**DESCRIPTION OF THE TASK:**
Edit the lines that open with the line containing "Task: set a pin on each instance of the blue sky." and close with the last line: change "blue sky" to "clear sky" and leave everything else as it is.

**DATA TO PROCESS:**

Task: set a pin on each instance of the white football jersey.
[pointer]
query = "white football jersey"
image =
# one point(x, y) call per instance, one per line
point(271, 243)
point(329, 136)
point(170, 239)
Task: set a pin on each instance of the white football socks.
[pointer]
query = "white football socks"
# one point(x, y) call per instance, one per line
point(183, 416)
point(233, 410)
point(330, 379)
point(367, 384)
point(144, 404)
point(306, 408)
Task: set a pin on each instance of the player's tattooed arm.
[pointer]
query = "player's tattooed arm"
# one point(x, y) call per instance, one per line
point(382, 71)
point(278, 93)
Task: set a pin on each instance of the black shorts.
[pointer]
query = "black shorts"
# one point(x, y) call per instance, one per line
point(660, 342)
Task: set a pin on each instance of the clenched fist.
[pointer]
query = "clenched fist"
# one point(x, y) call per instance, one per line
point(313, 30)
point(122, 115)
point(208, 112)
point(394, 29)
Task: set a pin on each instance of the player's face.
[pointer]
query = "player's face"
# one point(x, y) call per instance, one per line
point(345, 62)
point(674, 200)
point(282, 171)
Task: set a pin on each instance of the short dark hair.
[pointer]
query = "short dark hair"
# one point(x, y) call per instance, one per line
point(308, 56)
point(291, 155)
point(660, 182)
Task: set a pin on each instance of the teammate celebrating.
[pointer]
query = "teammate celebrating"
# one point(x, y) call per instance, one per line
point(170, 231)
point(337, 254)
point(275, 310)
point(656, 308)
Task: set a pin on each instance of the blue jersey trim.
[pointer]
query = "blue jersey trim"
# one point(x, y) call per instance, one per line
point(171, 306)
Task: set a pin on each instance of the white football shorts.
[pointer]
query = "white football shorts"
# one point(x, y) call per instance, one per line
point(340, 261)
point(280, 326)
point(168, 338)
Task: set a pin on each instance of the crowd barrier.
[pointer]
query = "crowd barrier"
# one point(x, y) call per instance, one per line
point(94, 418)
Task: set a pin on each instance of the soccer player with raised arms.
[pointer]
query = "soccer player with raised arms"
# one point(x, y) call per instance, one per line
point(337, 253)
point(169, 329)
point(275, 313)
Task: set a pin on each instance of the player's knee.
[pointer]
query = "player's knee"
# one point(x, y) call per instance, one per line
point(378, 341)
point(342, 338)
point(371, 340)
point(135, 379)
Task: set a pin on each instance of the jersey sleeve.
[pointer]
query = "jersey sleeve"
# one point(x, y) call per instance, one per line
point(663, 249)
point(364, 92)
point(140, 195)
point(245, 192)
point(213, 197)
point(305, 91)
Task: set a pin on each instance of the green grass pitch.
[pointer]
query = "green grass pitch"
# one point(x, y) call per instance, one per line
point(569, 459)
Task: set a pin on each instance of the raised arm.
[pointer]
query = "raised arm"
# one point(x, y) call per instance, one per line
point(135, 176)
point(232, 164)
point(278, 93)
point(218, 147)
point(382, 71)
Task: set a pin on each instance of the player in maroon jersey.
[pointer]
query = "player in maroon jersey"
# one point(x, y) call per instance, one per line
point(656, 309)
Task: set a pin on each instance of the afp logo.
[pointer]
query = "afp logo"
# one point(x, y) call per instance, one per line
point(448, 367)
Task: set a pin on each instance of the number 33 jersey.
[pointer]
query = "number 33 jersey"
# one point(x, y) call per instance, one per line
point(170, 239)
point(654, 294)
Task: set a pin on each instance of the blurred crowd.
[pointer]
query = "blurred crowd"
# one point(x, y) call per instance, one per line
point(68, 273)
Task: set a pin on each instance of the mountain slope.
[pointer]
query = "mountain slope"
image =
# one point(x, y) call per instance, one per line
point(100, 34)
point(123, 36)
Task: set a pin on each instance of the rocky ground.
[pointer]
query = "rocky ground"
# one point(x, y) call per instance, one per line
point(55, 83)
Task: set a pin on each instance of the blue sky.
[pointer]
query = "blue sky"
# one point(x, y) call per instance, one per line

**FINAL RESULT:**
Task: set a pin on each instance of the clear sky.
[pointer]
query = "clear sky"
# one point(x, y) call per instance, one per line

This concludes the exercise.